::: Supplied data
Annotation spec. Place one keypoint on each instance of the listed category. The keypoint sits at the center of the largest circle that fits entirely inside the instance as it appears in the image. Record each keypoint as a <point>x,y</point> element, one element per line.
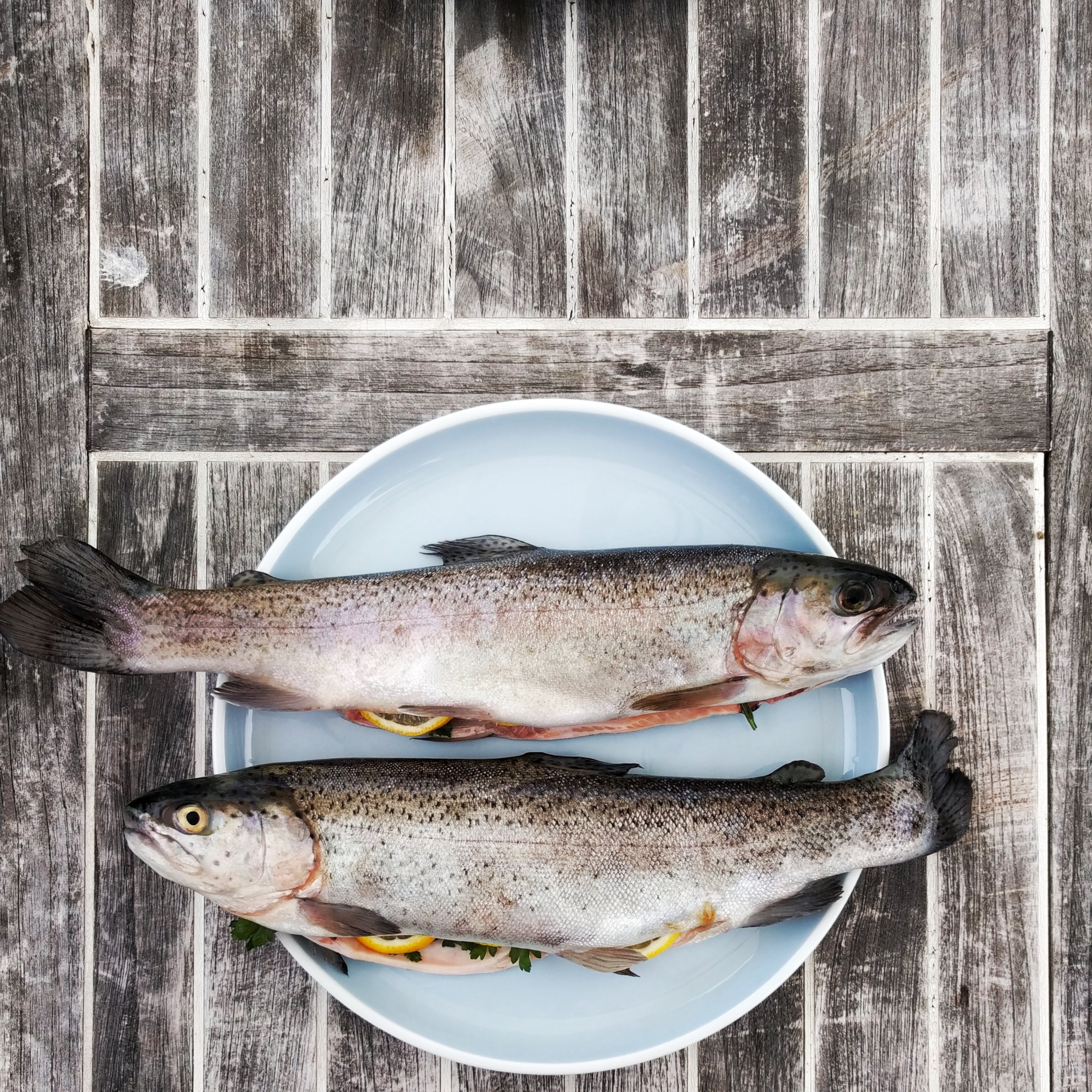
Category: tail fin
<point>75,613</point>
<point>925,758</point>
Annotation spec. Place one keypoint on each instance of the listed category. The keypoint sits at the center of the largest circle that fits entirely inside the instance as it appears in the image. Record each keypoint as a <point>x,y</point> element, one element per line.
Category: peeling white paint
<point>125,268</point>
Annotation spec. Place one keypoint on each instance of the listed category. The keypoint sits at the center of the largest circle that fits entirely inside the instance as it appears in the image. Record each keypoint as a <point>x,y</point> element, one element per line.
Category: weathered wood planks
<point>43,470</point>
<point>510,236</point>
<point>264,172</point>
<point>144,985</point>
<point>633,258</point>
<point>363,1059</point>
<point>989,893</point>
<point>754,159</point>
<point>1070,481</point>
<point>990,158</point>
<point>757,391</point>
<point>874,188</point>
<point>149,196</point>
<point>870,971</point>
<point>261,1024</point>
<point>387,246</point>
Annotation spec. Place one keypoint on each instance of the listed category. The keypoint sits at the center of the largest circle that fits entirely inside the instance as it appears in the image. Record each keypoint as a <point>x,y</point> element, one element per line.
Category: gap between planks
<point>710,325</point>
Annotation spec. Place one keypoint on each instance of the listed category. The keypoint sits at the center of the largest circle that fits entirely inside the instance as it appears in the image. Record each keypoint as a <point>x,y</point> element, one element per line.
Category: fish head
<point>236,839</point>
<point>814,620</point>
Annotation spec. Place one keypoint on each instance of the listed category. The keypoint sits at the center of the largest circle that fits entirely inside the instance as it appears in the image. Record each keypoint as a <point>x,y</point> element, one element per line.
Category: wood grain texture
<point>988,900</point>
<point>781,391</point>
<point>264,179</point>
<point>144,1001</point>
<point>661,1075</point>
<point>1070,489</point>
<point>874,187</point>
<point>388,159</point>
<point>261,1020</point>
<point>762,1050</point>
<point>469,1079</point>
<point>754,163</point>
<point>363,1059</point>
<point>990,158</point>
<point>44,492</point>
<point>510,237</point>
<point>150,177</point>
<point>872,993</point>
<point>633,158</point>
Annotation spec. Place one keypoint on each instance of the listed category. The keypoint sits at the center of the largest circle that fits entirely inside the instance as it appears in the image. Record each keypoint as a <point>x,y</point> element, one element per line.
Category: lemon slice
<point>404,724</point>
<point>397,945</point>
<point>657,945</point>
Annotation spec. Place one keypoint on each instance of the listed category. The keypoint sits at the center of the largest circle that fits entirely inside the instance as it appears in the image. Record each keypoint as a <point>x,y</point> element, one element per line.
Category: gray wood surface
<point>149,195</point>
<point>510,239</point>
<point>870,972</point>
<point>633,158</point>
<point>754,159</point>
<point>990,153</point>
<point>270,1042</point>
<point>988,898</point>
<point>756,391</point>
<point>765,1048</point>
<point>1070,482</point>
<point>387,245</point>
<point>43,492</point>
<point>144,985</point>
<point>874,187</point>
<point>264,165</point>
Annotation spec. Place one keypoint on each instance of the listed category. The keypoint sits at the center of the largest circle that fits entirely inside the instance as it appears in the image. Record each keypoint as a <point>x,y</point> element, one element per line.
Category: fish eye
<point>191,818</point>
<point>854,597</point>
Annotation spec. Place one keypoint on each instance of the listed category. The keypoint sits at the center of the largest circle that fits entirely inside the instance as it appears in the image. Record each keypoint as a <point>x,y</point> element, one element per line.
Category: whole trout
<point>549,853</point>
<point>504,637</point>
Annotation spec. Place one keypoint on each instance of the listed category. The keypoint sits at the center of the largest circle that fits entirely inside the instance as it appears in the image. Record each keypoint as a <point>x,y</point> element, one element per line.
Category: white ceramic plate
<point>575,475</point>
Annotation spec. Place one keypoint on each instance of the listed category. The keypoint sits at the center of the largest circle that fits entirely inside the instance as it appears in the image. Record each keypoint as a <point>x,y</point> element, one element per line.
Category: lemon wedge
<point>657,945</point>
<point>398,945</point>
<point>404,724</point>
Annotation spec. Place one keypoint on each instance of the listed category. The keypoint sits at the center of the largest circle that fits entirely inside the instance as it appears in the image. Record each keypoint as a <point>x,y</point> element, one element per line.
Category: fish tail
<point>78,610</point>
<point>948,790</point>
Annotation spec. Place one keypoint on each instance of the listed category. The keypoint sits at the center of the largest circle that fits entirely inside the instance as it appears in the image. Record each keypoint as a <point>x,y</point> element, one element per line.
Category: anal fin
<point>262,696</point>
<point>609,960</point>
<point>811,899</point>
<point>698,697</point>
<point>338,920</point>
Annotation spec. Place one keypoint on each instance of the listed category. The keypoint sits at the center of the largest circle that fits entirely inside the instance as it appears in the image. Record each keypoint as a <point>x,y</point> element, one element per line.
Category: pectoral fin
<point>341,921</point>
<point>610,960</point>
<point>482,549</point>
<point>711,694</point>
<point>810,900</point>
<point>262,696</point>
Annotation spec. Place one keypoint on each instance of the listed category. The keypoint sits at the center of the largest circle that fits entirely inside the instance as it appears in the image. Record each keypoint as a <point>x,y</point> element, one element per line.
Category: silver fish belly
<point>516,636</point>
<point>545,852</point>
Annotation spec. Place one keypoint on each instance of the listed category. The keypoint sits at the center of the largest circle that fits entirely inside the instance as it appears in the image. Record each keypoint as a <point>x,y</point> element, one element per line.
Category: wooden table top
<point>245,243</point>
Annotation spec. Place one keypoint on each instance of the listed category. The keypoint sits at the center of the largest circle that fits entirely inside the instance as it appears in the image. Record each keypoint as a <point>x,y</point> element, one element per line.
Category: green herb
<point>524,957</point>
<point>254,934</point>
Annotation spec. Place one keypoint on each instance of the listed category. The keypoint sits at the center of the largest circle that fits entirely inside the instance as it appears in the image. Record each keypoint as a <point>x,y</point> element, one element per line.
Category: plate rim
<point>319,971</point>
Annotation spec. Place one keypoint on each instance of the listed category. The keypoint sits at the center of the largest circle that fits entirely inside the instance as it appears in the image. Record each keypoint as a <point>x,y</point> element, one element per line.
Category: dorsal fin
<point>797,771</point>
<point>811,899</point>
<point>579,765</point>
<point>485,547</point>
<point>251,578</point>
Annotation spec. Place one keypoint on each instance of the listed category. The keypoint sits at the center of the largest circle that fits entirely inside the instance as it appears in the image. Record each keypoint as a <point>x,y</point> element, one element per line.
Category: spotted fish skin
<point>553,853</point>
<point>527,637</point>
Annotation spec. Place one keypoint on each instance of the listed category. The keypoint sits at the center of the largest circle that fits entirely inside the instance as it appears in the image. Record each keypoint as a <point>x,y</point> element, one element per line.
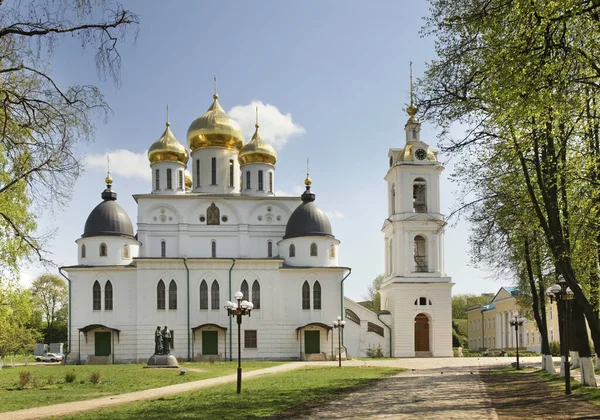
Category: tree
<point>373,298</point>
<point>49,293</point>
<point>41,121</point>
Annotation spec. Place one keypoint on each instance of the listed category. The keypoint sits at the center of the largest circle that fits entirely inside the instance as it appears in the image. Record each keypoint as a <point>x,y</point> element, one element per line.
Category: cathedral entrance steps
<point>98,360</point>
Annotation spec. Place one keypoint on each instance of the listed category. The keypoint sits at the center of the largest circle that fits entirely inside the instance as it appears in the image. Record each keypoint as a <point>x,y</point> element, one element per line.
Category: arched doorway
<point>421,333</point>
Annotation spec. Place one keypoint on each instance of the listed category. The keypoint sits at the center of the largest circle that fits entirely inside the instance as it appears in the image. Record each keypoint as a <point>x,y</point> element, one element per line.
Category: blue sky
<point>337,77</point>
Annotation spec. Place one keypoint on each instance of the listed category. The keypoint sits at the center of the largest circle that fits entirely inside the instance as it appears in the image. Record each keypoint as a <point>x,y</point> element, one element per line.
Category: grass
<point>287,394</point>
<point>48,384</point>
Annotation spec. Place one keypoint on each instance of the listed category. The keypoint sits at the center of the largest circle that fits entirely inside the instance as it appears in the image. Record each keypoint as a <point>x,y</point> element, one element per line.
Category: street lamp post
<point>563,296</point>
<point>339,324</point>
<point>239,309</point>
<point>517,322</point>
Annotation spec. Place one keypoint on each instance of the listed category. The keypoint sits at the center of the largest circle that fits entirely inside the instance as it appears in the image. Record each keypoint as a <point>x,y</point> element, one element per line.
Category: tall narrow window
<point>108,296</point>
<point>317,295</point>
<point>256,294</point>
<point>244,290</point>
<point>169,179</point>
<point>197,172</point>
<point>172,295</point>
<point>305,296</point>
<point>203,295</point>
<point>160,295</point>
<point>260,181</point>
<point>214,295</point>
<point>97,296</point>
<point>213,171</point>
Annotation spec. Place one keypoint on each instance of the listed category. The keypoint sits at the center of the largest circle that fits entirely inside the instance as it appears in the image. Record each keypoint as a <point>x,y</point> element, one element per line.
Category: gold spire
<point>257,150</point>
<point>167,148</point>
<point>412,109</point>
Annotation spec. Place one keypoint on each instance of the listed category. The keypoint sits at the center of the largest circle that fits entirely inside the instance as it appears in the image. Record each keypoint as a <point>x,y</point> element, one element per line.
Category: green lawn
<point>48,386</point>
<point>286,394</point>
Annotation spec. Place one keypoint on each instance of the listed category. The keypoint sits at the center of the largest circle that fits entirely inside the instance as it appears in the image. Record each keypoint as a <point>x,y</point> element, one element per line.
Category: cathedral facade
<point>205,235</point>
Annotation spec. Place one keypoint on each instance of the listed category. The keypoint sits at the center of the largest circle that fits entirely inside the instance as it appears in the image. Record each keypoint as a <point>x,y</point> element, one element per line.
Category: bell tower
<point>416,288</point>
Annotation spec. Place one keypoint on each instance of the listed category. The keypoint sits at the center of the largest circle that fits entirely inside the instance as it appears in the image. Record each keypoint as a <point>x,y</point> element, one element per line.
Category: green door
<point>210,342</point>
<point>102,344</point>
<point>312,340</point>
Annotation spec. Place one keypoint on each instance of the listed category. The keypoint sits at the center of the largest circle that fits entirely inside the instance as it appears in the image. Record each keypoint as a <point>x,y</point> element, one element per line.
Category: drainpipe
<point>69,317</point>
<point>342,304</point>
<point>230,318</point>
<point>188,304</point>
<point>390,329</point>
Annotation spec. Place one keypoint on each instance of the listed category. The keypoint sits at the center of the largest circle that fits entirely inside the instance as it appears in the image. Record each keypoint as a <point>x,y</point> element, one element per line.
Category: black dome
<point>108,218</point>
<point>308,219</point>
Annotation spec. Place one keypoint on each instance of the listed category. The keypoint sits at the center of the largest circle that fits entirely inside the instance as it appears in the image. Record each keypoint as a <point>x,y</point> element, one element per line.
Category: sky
<point>331,80</point>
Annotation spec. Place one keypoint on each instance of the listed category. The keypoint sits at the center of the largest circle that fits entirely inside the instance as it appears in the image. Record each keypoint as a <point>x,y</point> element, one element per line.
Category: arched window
<point>256,294</point>
<point>305,296</point>
<point>419,195</point>
<point>172,295</point>
<point>420,255</point>
<point>214,295</point>
<point>97,296</point>
<point>108,296</point>
<point>203,295</point>
<point>317,295</point>
<point>160,295</point>
<point>244,290</point>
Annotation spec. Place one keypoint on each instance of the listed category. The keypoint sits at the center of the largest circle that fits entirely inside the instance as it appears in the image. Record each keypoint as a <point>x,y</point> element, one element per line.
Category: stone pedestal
<point>162,360</point>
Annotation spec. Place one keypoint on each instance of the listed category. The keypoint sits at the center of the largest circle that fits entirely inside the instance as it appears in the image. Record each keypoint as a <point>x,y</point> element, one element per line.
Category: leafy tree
<point>373,298</point>
<point>41,121</point>
<point>49,293</point>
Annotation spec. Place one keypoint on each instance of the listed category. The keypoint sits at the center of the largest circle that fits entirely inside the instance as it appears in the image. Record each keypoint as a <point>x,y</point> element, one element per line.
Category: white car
<point>49,357</point>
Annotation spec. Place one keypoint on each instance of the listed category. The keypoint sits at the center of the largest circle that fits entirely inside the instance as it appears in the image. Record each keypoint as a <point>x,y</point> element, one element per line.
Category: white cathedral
<point>202,238</point>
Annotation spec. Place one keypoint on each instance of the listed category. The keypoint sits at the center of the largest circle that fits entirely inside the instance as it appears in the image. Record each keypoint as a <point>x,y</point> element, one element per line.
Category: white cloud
<point>124,163</point>
<point>275,127</point>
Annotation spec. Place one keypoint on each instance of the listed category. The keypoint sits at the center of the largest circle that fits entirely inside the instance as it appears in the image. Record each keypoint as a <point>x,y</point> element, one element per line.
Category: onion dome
<point>257,151</point>
<point>215,129</point>
<point>308,219</point>
<point>188,180</point>
<point>168,149</point>
<point>108,218</point>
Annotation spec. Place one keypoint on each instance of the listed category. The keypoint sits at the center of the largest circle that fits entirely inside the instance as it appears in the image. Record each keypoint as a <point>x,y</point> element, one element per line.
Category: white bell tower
<point>416,289</point>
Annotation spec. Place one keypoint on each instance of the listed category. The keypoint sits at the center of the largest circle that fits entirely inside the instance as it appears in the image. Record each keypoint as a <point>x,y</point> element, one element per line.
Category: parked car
<point>49,357</point>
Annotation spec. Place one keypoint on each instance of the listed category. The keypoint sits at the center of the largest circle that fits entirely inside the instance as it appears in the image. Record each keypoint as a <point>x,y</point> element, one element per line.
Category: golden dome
<point>168,149</point>
<point>188,179</point>
<point>215,129</point>
<point>407,154</point>
<point>257,151</point>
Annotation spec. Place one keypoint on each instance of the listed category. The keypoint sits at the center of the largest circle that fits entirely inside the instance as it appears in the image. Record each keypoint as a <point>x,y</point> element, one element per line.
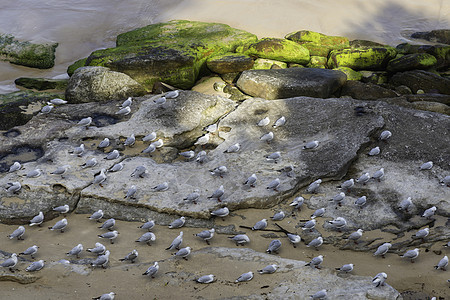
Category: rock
<point>41,83</point>
<point>351,75</point>
<point>419,79</point>
<point>229,63</point>
<point>101,84</point>
<point>17,108</point>
<point>27,54</point>
<point>420,61</point>
<point>277,49</point>
<point>365,91</point>
<point>439,36</point>
<point>174,52</point>
<point>318,44</point>
<point>266,64</point>
<point>375,58</point>
<point>285,83</point>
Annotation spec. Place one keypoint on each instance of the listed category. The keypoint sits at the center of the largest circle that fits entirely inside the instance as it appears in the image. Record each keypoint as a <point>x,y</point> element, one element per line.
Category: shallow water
<point>79,29</point>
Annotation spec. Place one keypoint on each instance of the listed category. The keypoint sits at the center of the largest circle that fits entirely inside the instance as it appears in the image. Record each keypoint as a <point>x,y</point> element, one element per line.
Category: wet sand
<point>126,279</point>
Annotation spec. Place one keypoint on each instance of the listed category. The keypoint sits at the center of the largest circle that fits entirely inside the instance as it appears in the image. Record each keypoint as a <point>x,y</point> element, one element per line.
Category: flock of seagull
<point>148,237</point>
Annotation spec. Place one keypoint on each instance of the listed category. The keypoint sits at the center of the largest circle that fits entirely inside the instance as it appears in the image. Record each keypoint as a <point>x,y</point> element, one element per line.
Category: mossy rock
<point>229,63</point>
<point>41,56</point>
<point>351,74</point>
<point>266,64</point>
<point>419,61</point>
<point>317,43</point>
<point>174,52</point>
<point>362,58</point>
<point>278,49</point>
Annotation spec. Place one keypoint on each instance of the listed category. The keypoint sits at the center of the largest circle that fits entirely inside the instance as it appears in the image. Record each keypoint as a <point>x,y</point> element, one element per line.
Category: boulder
<point>229,63</point>
<point>375,58</point>
<point>174,52</point>
<point>285,83</point>
<point>277,49</point>
<point>318,44</point>
<point>101,84</point>
<point>422,80</point>
<point>27,54</point>
<point>417,61</point>
<point>366,91</point>
<point>41,83</point>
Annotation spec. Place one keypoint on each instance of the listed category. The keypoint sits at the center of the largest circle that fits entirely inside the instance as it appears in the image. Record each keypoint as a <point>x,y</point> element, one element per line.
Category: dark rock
<point>419,61</point>
<point>229,63</point>
<point>285,83</point>
<point>41,83</point>
<point>365,91</point>
<point>419,79</point>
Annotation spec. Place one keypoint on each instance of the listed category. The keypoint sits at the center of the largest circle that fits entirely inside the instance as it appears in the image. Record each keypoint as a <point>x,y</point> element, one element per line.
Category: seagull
<point>147,238</point>
<point>280,122</point>
<point>311,145</point>
<point>10,262</point>
<point>260,225</point>
<point>379,279</point>
<point>274,185</point>
<point>113,155</point>
<point>233,148</point>
<point>206,235</point>
<point>411,254</point>
<point>76,250</point>
<point>274,246</point>
<point>279,216</point>
<point>111,235</point>
<point>149,137</point>
<point>30,251</point>
<point>148,225</point>
<point>313,187</point>
<point>177,223</point>
<point>378,174</point>
<point>315,262</point>
<point>108,224</point>
<point>205,279</point>
<point>442,264</point>
<point>269,269</point>
<point>130,140</point>
<point>316,243</point>
<point>35,266</point>
<point>98,249</point>
<point>429,212</point>
<point>245,277</point>
<point>374,151</point>
<point>85,122</point>
<point>383,249</point>
<point>18,233</point>
<point>183,252</point>
<point>240,239</point>
<point>97,215</point>
<point>37,220</point>
<point>427,166</point>
<point>161,187</point>
<point>346,268</point>
<point>108,296</point>
<point>60,225</point>
<point>176,243</point>
<point>101,260</point>
<point>218,193</point>
<point>251,180</point>
<point>356,235</point>
<point>263,122</point>
<point>267,137</point>
<point>152,270</point>
<point>15,167</point>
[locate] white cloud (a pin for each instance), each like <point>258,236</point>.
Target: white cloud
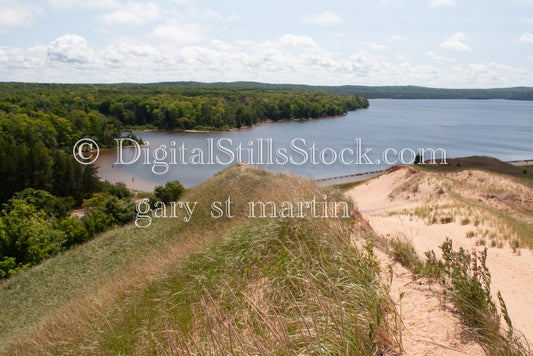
<point>14,14</point>
<point>527,37</point>
<point>456,43</point>
<point>392,2</point>
<point>70,49</point>
<point>478,67</point>
<point>289,58</point>
<point>441,3</point>
<point>438,58</point>
<point>296,41</point>
<point>129,52</point>
<point>375,46</point>
<point>325,18</point>
<point>133,13</point>
<point>179,33</point>
<point>85,4</point>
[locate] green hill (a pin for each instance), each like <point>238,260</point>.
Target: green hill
<point>229,285</point>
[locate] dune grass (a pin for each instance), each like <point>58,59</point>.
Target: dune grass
<point>209,286</point>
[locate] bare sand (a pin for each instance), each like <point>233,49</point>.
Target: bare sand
<point>389,202</point>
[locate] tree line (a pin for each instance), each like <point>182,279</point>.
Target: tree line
<point>41,182</point>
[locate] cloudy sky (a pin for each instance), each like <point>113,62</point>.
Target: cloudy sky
<point>438,43</point>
::::::
◆ **Goal of the exercise**
Supply the number of lines above that contain the word "locate", and nothing else.

◆ **Response to the task**
6